## Vorliegender Text

Comfortly numb

Wenigstens Aldi bleibt zuversichtlich. Wenn sogar Aldi Nord und Aldi Süd zusammen arbeiten können, dann sollte es doch auch woanders klappen. Das Schild sehe ich auf dem Parkplatz, der der Treffpunkt der Autofahrer in der Vorstadtsiedlung ist. Mehr kriege ich von der Weltpolitik gerade auch nicht mit. Nach 14 Tagen Kinderkram und Teenagergeheule im Eigenheim kam gestern meine Ablösung im silbernen Audi hereingeschwebt: Die Schwiegermutter übernimmt meinen Part als „bad guy“ im Haus der Mutter meiner Kinder.

## Aufgaben
a) Wie lange ging der Kinderkram im Eigenheim laut dem Text zur Ablösung durch die Schwiegermutter, bevor die Ablösung kam?
b) Stimmen diese Aussagen mit dem Text zur Ablösung durch die Schwiegermutter überein? (i) Die Ablösung kam in einem silbernen Audi. (ii) Das Schild ist im Supermarkt zu sehen. (iii) Die erzählende Person verfolgt die Weltpolitik gerade genau.
c) Nimm den Text zur Ablösung durch die Schwiegermutter nach seinem letzten Satz auf und schreib ihn weiter.

## Bereitgestelltes Material
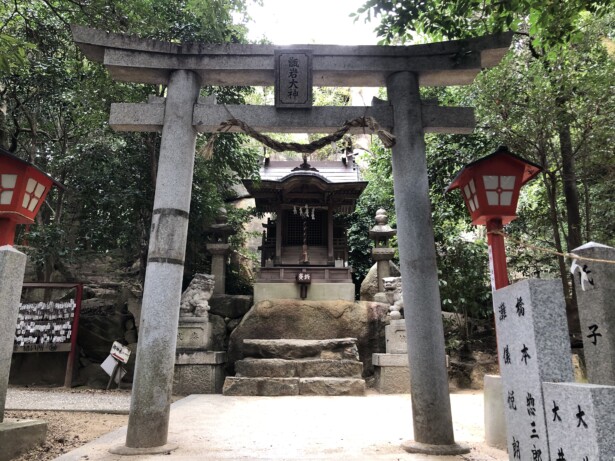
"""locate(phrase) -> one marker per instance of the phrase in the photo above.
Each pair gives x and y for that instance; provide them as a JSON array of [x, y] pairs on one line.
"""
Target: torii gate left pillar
[[184, 68], [151, 397]]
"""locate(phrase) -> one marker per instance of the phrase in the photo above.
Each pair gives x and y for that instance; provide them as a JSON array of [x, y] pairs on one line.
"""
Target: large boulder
[[369, 286], [296, 319]]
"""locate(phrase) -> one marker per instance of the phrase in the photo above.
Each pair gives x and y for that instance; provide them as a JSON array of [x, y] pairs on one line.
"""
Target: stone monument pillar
[[382, 253], [17, 435], [219, 248], [12, 268], [431, 405], [151, 396], [594, 284]]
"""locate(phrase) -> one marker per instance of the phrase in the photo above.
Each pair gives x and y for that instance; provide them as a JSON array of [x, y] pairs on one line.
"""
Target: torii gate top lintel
[[133, 59]]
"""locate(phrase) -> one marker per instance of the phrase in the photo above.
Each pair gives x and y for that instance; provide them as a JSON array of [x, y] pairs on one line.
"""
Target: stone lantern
[[218, 247], [23, 189], [490, 187], [382, 253]]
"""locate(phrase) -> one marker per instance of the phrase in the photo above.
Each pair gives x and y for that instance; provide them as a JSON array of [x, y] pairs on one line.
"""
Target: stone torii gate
[[185, 69]]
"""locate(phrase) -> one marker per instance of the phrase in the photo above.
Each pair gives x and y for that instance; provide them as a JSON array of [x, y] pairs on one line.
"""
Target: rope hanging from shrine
[[387, 138]]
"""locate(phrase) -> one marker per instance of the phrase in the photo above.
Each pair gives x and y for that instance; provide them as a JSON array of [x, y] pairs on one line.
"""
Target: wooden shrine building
[[304, 252]]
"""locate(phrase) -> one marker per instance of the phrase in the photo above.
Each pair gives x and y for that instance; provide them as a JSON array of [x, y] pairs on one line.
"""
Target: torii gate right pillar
[[431, 407]]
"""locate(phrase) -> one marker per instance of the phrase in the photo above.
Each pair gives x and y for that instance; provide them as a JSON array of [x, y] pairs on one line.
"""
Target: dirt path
[[67, 430]]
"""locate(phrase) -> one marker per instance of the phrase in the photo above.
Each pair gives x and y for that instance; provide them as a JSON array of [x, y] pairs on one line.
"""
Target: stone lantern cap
[[382, 231]]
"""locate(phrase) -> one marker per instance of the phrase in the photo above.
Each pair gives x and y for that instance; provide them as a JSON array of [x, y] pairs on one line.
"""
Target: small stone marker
[[293, 78], [580, 421], [395, 334], [595, 292], [533, 347]]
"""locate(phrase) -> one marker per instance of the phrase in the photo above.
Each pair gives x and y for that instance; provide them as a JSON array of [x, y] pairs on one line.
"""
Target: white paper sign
[[120, 353]]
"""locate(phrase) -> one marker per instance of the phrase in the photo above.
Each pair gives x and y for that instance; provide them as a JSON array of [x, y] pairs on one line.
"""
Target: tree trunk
[[571, 192], [572, 313]]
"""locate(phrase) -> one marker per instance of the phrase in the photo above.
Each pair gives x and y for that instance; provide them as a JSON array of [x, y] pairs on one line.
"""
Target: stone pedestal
[[395, 334], [218, 264], [12, 268], [533, 347], [580, 421], [595, 290], [495, 422], [19, 435], [391, 369], [199, 372]]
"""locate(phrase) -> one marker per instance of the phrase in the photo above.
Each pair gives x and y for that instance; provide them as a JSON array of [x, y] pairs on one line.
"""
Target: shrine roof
[[331, 172], [327, 183]]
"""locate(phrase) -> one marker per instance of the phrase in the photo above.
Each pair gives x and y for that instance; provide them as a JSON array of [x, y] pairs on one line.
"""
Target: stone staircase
[[274, 367]]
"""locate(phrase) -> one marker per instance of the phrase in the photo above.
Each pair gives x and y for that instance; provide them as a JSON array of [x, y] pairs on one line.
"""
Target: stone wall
[[110, 311]]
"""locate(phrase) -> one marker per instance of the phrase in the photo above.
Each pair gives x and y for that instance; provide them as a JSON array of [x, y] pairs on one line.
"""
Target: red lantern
[[490, 188], [23, 189]]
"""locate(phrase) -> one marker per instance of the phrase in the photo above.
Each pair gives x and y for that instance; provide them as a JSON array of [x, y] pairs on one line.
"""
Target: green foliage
[[550, 23], [57, 106]]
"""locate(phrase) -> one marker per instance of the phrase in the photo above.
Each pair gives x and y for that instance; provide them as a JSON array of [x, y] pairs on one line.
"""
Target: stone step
[[289, 349], [271, 387], [300, 368], [331, 386]]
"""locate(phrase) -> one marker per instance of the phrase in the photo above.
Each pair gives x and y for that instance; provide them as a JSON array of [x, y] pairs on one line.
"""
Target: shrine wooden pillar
[[278, 236]]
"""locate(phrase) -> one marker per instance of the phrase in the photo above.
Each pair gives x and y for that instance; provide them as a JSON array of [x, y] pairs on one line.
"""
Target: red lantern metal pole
[[7, 231], [497, 254]]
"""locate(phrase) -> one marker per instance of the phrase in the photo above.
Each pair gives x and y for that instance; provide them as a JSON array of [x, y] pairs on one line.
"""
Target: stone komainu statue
[[195, 300], [395, 297]]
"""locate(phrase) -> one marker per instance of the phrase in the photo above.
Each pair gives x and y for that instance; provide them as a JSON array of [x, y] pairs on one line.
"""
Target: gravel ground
[[62, 399], [67, 430]]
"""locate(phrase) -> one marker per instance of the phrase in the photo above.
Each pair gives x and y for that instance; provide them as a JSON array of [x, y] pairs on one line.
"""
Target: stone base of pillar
[[440, 450], [199, 372], [495, 420], [194, 333], [123, 450]]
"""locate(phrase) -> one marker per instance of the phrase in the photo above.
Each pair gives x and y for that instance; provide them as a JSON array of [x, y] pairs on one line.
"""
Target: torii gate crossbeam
[[184, 69]]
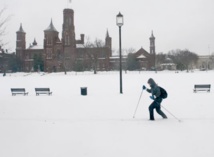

## Lösungen
a) 14 Tage

b)
(i) Ja: „kam gestern meine Ablösung im silbernen Audi hereingeschwebt“
(ii) Nein: „Das Schild sehe ich auf dem Parkplatz“
(iii) Nein: „Mehr kriege ich von der Weltpolitik gerade auch nicht mit.“

c)
14 Tage im Morgengrauen drei Jungs aus den Betten werfen, die natürlich bis in die Nacht Bücher gelesen/Radio gehört/Handy gespielt haben, die ich nicht rechtzeitig unter ihren Kopfkissen/Matratzen/Schlafanzughosen gefunden habe, dazwischen ein bisschen Homeoffice und die kranke Mutter zum Arzt fahren, ein bisschen über Pädagogik streiten und über die Frage, ob das jetzt Pubertät oder seelische Erkrankung ist. Ein bisschen Einkaufen und der Versuch eines gemeinsamen Abendessens, der meist scheitert. Danach dann Posten beziehen vor den Kinderzimmer, dass nicht wieder einer ins Bad abhaut, und auf dem Klo sein Handy rausholt, oder bei der Mutter unten Drama macht (um das weggenommene Handy wieder zu kriegen). Dazwischen Einlagen in Freistil-Ringen zwischen mir und zwei 13-Jährigen. Zwei Mal 13 gegen ein Mal 63, das geht nicht gut, das wird laut, abends um 10 oder 11. Und danach noch ein müdes Gespräch zwischen den Eltern. Und dann lange kein Schlaf. Zum Glück hat mir der Arzt „Fathers Little Helpers“ verschrieben, damit ich wenigstens ein paar Stunden die Augen zu machen kann.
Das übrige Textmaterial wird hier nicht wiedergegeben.